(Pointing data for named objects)

···

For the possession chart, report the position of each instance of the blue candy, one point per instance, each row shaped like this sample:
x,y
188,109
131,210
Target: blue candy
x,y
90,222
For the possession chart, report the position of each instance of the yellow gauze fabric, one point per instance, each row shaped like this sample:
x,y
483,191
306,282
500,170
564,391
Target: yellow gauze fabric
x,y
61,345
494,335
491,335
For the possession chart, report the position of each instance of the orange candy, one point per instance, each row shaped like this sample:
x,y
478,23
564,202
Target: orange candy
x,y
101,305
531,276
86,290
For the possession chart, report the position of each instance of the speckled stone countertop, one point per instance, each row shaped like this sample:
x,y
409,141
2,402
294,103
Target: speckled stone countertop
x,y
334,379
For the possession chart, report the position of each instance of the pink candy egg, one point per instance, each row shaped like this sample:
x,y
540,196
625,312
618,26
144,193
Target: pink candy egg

···

• Aim of the exercise:
Copy the data above line for line, without changing anything.

• Answer to the exercise:
For the possession chart, report the position of each instance of the blue candy, one point per instance, each row shaped like this sample:
x,y
188,109
131,210
Target: blue candy
x,y
90,222
For the possession chart, report the position of each instance of the yellow gauze fabric, one point per instance, each row shaped like this sample:
x,y
483,191
306,282
500,170
564,391
Target: yellow gauze fabric
x,y
61,345
494,335
491,335
For the possession chart, report the position of each instance of the orange candy, one point per instance, each row shaped like this sample:
x,y
478,23
564,202
Target: orange candy
x,y
101,305
531,276
86,290
For the possession chart, report the position of each instance of the speckled stone countertop, one point per instance, each row shaped like this sample:
x,y
409,141
2,402
294,103
Target: speckled stone countertop
x,y
334,379
For the possession chart, report the position of each instance of the pink candy egg, one point per instance, each row shaped like this sample:
x,y
540,196
625,312
618,26
144,193
Target: pink candy egg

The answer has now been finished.